#### [DIRECTION]
With pictures omitted, copy exactly the lines from the one containing "765, row 1342." through the end of the records below.

#### [MATERIAL PROVIDED]
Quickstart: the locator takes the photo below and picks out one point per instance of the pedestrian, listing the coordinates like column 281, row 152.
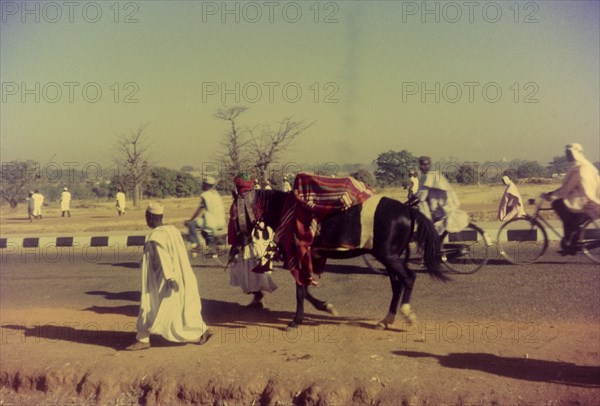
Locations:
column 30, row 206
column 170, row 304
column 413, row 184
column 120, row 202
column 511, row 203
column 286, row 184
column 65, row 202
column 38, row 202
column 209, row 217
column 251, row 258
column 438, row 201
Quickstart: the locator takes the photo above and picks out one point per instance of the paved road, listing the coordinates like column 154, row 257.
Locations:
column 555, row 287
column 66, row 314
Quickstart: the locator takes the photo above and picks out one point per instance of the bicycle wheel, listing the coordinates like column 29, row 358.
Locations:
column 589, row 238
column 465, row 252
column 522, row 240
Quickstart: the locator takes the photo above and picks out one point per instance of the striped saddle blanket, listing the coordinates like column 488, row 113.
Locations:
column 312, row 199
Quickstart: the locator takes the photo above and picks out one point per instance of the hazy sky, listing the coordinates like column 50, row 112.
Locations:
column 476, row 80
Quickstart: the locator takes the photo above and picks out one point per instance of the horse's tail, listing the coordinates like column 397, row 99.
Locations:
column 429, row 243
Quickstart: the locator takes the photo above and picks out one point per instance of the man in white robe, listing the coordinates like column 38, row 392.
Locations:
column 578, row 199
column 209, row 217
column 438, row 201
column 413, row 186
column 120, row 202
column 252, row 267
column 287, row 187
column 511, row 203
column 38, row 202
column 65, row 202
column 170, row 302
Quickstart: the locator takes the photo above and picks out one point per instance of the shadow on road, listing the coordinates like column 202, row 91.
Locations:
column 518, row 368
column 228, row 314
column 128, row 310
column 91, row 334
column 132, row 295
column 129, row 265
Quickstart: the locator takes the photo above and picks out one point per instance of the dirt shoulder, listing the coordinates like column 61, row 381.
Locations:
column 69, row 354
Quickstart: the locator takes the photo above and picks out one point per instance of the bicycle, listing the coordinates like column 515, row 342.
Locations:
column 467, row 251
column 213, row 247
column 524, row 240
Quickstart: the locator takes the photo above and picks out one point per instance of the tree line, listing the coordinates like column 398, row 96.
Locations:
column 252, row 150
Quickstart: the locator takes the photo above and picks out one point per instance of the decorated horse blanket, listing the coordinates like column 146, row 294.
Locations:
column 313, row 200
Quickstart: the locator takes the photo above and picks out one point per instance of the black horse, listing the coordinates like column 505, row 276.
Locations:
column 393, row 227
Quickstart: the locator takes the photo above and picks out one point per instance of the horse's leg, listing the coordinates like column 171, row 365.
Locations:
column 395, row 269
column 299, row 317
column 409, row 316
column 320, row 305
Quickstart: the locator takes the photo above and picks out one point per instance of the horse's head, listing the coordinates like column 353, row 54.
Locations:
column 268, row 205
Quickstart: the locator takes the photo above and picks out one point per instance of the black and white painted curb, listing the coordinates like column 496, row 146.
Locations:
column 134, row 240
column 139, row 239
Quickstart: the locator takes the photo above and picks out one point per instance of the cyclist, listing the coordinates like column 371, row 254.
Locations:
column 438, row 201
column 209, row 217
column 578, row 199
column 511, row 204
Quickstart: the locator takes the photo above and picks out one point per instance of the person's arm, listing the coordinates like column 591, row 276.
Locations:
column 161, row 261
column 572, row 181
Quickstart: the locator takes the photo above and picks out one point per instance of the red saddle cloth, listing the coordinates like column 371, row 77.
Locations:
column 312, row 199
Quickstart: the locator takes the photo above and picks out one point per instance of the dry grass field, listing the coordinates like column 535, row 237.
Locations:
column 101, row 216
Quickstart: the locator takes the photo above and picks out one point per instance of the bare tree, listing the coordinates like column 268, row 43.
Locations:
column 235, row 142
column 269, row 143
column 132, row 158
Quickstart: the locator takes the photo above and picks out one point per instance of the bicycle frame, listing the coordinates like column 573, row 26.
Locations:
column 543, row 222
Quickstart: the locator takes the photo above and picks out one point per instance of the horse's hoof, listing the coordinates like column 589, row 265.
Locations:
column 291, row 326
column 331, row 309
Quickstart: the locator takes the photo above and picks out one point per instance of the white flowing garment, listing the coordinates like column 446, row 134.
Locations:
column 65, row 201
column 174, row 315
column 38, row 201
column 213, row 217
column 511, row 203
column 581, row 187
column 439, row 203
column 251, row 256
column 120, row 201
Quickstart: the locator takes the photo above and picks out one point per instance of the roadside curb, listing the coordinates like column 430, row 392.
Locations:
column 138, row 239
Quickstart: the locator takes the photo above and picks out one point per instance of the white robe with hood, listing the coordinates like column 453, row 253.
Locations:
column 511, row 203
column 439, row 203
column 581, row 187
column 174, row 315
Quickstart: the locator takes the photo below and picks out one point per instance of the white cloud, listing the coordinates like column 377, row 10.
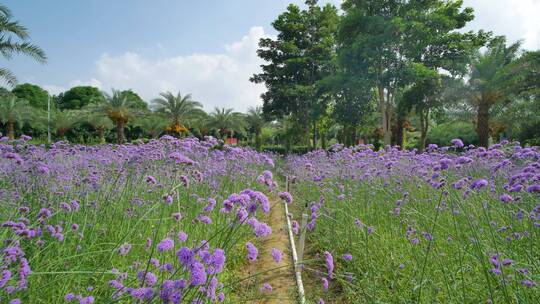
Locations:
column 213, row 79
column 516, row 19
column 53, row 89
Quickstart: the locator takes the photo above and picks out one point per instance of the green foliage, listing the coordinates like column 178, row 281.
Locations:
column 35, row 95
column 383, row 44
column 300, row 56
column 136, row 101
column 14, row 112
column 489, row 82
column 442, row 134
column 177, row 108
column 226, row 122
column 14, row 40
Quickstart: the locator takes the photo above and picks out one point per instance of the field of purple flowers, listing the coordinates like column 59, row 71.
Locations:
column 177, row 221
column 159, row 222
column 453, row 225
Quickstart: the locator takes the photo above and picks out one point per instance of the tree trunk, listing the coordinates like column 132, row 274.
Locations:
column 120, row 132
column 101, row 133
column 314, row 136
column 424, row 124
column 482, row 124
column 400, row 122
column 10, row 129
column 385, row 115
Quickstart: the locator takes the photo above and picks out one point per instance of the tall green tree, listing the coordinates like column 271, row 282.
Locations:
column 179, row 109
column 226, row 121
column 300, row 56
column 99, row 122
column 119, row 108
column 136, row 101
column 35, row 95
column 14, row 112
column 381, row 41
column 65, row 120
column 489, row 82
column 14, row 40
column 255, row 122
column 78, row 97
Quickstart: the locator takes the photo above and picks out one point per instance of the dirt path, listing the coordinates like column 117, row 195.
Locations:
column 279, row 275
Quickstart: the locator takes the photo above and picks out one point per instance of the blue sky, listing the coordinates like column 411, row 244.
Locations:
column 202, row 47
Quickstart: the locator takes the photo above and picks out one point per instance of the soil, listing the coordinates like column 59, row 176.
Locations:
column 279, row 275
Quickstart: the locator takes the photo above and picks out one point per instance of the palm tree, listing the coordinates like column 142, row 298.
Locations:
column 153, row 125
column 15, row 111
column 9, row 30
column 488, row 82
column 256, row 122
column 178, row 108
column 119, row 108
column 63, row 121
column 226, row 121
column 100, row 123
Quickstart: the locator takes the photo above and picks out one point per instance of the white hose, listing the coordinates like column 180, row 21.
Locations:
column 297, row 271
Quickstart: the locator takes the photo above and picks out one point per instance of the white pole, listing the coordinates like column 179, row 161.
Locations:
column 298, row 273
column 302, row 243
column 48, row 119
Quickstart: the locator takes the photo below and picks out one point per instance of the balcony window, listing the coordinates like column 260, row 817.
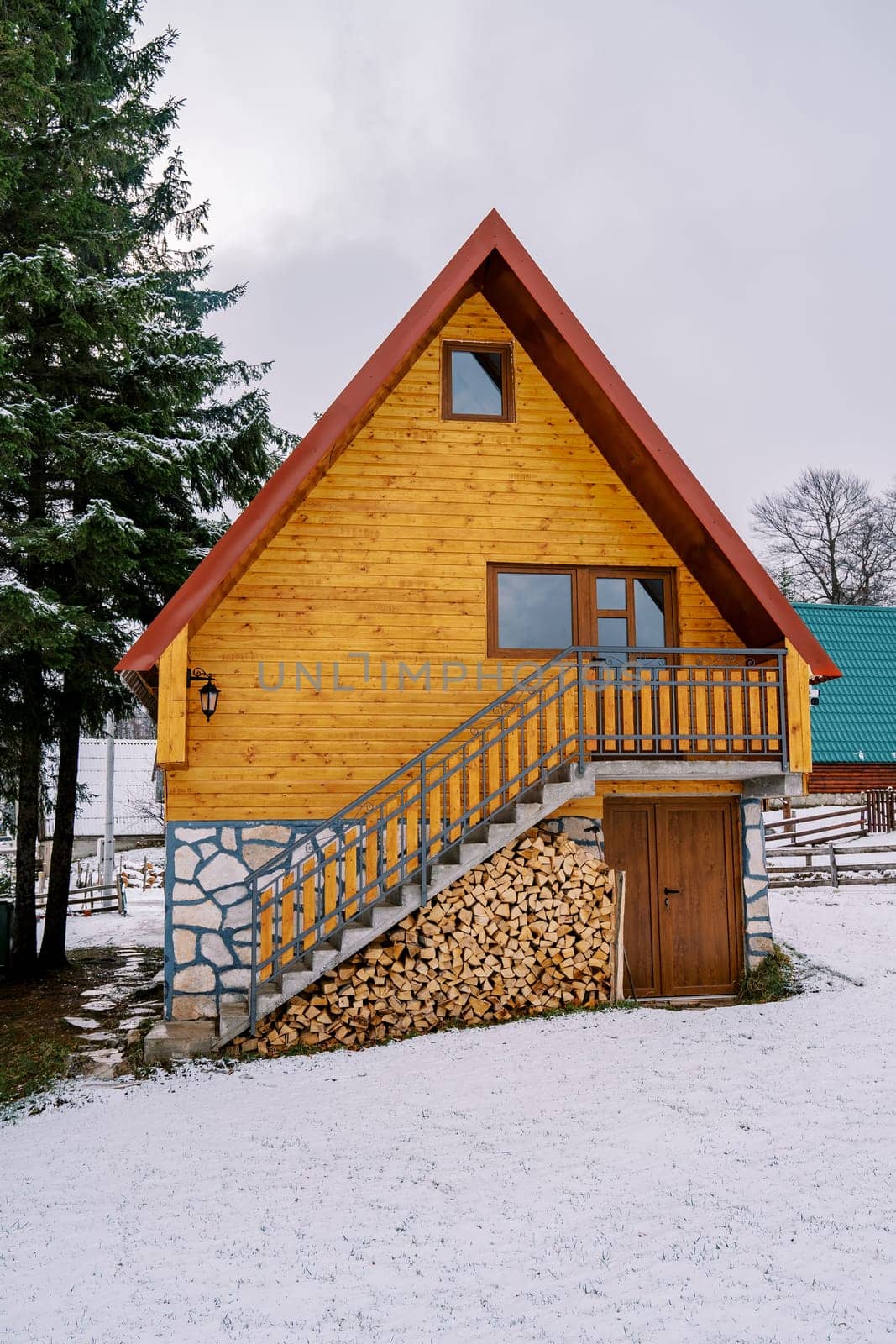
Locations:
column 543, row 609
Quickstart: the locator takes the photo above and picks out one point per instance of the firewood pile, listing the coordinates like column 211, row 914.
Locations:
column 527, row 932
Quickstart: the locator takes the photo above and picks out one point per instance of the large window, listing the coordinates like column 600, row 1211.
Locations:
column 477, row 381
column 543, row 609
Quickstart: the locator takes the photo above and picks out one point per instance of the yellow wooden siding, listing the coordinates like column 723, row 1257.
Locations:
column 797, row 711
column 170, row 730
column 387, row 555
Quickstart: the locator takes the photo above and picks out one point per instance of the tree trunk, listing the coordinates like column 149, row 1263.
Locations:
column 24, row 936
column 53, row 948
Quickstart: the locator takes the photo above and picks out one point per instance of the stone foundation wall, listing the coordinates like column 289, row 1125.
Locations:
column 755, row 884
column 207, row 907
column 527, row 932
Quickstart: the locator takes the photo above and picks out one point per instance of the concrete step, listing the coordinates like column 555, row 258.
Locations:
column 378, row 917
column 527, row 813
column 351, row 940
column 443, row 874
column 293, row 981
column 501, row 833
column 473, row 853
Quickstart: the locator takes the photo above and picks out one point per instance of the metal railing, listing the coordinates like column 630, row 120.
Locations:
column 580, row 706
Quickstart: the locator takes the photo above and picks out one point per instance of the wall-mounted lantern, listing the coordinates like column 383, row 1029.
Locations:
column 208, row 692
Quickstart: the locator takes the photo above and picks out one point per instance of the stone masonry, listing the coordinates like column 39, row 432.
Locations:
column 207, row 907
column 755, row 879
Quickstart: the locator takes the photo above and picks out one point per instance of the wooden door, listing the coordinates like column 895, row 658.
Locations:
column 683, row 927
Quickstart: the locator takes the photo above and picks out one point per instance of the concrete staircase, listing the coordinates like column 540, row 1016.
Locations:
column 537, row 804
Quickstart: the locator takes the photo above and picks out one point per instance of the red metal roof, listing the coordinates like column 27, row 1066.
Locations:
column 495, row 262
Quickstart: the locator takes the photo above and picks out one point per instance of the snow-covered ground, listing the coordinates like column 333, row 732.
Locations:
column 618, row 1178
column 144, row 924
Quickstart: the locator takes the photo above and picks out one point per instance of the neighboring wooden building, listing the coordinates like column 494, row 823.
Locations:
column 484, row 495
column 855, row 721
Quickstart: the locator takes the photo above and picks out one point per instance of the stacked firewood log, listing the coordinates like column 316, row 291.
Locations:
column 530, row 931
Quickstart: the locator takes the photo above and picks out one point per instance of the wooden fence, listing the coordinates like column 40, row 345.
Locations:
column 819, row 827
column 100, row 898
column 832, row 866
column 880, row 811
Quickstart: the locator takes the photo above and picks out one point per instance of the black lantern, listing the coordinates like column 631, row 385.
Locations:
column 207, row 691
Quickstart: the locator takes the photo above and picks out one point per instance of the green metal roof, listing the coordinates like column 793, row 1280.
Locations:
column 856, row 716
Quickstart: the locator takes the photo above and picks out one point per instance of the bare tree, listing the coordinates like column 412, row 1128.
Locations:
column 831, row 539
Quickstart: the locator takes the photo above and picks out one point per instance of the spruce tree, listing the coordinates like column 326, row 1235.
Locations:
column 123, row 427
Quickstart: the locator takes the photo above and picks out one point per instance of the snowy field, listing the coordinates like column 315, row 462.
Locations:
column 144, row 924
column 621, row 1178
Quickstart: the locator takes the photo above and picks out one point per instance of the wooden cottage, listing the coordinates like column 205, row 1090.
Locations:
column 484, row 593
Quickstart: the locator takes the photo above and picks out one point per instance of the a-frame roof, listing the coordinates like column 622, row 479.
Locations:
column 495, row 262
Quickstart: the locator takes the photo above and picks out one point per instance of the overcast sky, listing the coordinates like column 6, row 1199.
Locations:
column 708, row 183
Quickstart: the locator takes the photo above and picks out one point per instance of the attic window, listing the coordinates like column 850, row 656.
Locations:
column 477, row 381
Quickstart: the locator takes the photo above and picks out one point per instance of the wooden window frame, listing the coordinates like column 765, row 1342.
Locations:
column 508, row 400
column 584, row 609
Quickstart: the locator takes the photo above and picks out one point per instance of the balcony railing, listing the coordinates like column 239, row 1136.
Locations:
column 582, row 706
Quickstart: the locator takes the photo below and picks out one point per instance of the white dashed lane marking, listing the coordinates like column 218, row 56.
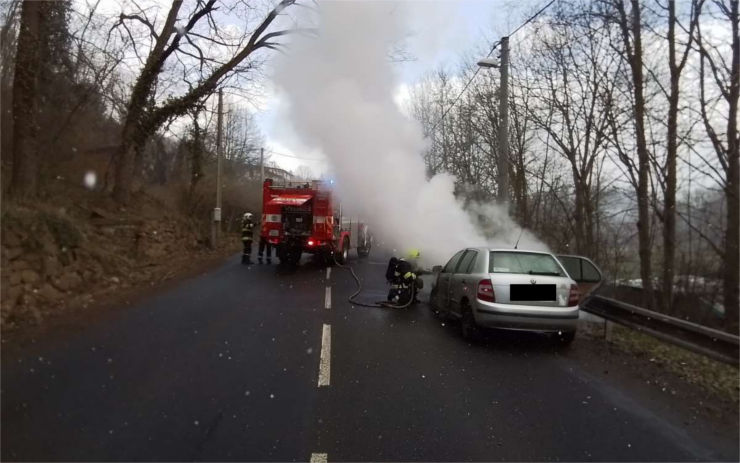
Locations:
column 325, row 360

#### [RESPONSE TO THIS TASK]
Quickstart: the locator takes the photo above and picks out one point per instance of the wooden window frame, listing the coordinates like column 765, row 1342.
Locations:
column 508, row 400
column 584, row 609
Quickstart: the locator takes the photo above and picks out one point per instance of the balcony railing, listing the coordinates like column 239, row 1136.
Locations:
column 582, row 706
Quickstart: the locator takes the photo below and picks out one point per instance of the white dashed lane marking, listing the coordinates like column 218, row 56.
Locations:
column 325, row 360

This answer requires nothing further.